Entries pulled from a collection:
----------------------------------------
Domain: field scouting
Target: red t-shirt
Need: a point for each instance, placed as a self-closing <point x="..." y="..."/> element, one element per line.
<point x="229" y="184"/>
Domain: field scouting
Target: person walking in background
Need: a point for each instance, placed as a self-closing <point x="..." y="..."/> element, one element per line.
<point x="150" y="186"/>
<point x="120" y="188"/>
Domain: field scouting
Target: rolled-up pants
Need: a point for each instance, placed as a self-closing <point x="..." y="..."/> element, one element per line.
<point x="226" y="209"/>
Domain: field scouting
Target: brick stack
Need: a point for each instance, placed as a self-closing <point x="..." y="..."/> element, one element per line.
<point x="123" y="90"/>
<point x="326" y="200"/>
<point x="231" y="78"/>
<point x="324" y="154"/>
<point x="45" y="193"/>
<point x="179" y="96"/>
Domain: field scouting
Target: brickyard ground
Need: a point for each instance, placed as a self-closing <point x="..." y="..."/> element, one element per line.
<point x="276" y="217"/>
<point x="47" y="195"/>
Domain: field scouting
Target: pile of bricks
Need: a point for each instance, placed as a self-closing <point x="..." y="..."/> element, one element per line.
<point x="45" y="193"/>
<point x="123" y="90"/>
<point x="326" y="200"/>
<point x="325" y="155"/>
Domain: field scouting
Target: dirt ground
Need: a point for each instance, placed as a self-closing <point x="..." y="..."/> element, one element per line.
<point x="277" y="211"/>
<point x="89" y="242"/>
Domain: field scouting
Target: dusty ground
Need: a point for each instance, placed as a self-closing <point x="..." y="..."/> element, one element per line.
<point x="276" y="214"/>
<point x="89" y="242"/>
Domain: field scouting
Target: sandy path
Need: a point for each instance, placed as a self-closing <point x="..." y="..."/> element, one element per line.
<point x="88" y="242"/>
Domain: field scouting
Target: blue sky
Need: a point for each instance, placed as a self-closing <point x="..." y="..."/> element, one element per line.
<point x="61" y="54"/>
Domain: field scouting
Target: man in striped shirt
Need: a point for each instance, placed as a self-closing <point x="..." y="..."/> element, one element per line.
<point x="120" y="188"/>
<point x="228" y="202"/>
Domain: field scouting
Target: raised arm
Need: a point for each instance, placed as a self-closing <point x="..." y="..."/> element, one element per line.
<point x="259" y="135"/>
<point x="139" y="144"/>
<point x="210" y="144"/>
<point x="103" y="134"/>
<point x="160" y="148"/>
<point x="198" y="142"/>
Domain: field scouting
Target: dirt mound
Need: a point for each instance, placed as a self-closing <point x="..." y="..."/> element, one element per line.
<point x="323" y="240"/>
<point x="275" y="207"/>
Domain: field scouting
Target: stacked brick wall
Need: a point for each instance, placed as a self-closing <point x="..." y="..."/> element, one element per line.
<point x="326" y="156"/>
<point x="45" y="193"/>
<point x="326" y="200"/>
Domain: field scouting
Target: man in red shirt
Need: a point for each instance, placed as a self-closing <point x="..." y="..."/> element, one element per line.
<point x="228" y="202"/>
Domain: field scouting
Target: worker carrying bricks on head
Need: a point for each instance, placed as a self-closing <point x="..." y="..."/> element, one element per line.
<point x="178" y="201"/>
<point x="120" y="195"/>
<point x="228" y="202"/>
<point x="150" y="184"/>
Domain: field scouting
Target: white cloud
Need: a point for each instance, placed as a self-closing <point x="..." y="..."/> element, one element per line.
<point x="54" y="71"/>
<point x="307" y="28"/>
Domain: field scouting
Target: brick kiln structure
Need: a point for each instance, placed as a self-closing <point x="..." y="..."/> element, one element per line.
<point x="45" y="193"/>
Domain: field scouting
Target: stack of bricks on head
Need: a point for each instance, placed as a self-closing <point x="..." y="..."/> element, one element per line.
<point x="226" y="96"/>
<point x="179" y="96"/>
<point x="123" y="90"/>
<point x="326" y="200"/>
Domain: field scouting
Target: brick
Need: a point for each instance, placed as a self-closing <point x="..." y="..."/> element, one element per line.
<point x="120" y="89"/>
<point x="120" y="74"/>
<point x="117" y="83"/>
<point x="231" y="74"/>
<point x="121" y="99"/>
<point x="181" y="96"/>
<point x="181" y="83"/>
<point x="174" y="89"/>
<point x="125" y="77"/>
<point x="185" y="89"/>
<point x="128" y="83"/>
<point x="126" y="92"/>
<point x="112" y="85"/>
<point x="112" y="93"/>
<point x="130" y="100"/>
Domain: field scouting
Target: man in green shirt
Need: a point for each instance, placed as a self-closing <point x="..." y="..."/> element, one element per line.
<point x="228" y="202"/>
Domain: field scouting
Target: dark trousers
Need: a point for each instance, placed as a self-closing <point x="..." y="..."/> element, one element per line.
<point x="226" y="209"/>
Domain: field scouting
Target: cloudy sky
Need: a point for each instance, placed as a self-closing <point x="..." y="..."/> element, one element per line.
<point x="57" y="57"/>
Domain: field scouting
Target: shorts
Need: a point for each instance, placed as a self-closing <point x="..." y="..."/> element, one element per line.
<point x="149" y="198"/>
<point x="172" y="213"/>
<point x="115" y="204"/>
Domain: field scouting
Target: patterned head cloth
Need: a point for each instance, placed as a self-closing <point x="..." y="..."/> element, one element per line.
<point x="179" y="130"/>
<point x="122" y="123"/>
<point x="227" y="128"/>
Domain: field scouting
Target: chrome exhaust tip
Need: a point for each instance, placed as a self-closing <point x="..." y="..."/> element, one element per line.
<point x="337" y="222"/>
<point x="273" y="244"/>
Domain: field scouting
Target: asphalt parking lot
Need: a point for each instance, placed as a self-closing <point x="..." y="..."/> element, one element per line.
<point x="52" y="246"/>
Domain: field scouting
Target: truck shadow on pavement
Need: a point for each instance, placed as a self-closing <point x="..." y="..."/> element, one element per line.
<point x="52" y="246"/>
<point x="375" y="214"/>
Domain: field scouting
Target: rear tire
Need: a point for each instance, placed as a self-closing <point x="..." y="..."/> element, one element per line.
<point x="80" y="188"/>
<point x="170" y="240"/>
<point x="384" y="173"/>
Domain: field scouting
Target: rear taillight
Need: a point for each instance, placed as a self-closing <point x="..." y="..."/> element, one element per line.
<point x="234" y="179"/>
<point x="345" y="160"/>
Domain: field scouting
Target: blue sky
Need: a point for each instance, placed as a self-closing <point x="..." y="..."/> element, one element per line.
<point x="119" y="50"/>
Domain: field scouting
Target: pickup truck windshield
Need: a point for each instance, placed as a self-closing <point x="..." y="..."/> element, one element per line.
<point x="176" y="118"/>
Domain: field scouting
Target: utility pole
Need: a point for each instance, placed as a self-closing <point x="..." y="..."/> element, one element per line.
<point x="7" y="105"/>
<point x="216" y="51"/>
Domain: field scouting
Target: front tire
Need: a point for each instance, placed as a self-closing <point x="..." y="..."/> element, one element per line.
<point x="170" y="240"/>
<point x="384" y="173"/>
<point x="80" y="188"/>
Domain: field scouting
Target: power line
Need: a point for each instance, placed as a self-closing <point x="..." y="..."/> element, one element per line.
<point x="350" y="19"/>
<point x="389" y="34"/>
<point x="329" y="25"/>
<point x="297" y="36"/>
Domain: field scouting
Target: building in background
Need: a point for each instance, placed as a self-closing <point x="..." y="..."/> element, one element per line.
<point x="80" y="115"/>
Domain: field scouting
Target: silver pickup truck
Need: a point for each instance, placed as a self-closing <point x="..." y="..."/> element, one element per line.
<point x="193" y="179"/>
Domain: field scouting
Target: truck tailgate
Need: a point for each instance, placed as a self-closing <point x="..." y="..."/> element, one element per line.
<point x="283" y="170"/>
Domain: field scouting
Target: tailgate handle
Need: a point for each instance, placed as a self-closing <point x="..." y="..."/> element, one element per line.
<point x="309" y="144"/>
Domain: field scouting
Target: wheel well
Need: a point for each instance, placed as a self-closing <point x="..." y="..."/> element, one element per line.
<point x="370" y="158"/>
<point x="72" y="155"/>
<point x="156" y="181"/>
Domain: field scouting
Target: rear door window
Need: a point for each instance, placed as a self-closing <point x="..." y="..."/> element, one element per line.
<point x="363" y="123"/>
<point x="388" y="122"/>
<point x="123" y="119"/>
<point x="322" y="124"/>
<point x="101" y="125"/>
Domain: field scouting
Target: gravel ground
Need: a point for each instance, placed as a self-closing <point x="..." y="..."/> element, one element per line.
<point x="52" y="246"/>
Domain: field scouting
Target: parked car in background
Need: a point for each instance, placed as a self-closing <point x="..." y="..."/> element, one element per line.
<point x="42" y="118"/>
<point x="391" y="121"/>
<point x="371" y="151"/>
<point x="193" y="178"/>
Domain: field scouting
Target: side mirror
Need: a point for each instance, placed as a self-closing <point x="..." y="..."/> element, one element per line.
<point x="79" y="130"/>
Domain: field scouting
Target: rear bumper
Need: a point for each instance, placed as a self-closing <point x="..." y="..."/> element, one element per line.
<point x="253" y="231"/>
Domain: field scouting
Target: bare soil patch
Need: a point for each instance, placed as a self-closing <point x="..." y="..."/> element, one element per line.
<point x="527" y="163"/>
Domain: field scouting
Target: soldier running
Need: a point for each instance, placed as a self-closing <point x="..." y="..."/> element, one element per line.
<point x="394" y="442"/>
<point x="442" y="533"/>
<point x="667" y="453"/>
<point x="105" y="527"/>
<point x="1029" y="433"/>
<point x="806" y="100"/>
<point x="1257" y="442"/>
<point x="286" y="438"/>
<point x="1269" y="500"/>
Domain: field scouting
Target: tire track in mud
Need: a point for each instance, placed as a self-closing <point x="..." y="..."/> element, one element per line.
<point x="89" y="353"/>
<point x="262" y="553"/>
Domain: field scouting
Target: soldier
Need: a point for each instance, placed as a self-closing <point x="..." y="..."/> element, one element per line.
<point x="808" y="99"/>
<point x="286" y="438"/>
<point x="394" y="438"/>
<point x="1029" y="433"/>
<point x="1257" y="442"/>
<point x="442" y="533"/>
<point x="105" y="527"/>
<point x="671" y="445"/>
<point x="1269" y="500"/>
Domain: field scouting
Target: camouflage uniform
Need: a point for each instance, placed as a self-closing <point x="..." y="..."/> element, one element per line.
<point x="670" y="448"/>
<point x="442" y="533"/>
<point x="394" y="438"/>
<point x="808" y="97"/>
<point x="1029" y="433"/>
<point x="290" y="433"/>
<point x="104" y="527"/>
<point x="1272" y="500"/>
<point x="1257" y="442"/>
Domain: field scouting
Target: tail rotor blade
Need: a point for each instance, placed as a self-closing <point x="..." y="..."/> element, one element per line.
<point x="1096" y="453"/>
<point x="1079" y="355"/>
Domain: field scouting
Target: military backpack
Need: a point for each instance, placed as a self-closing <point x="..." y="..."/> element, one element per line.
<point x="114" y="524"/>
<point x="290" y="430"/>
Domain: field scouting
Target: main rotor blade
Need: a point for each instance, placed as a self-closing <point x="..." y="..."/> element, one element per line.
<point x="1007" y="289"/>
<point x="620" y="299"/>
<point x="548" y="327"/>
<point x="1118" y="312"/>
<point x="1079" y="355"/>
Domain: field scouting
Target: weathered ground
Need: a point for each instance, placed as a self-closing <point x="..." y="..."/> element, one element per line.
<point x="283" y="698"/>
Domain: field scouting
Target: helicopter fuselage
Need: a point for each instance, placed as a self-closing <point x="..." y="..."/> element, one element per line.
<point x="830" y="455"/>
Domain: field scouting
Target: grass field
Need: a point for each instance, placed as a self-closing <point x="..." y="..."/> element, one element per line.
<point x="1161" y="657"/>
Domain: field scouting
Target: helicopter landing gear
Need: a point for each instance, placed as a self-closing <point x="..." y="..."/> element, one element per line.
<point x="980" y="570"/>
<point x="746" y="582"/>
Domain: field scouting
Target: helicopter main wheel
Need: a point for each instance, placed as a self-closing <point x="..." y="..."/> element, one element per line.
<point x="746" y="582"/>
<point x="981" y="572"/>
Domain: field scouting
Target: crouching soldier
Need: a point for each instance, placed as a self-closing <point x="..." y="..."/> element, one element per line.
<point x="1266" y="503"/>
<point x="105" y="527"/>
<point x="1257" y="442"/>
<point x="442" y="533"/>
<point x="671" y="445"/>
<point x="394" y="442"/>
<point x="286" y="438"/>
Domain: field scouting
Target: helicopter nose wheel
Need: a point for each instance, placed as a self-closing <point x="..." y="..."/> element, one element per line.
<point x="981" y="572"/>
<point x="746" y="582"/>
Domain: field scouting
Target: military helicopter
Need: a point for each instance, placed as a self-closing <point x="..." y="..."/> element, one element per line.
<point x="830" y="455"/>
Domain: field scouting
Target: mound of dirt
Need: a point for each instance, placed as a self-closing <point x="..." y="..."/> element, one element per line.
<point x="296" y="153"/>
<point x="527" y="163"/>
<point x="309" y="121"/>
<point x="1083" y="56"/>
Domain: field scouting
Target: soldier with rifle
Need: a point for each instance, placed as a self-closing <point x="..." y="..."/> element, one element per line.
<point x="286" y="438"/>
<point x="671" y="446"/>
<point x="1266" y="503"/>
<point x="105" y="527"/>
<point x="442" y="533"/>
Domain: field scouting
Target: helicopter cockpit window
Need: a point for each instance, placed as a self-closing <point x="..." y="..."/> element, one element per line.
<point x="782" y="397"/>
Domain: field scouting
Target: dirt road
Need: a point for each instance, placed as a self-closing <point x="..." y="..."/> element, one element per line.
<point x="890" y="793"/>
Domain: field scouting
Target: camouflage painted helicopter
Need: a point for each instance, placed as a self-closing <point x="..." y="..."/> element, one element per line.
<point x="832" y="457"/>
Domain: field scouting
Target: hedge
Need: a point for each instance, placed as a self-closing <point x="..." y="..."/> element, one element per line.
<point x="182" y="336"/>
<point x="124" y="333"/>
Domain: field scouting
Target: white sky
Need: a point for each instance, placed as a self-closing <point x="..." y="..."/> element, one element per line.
----------------------------------------
TASK GOAL:
How many lines of the listing contain the word "tire"? Treat uppercase and lowercase as different, and reply with only the number.

ANSWER FOR THE TASK:
3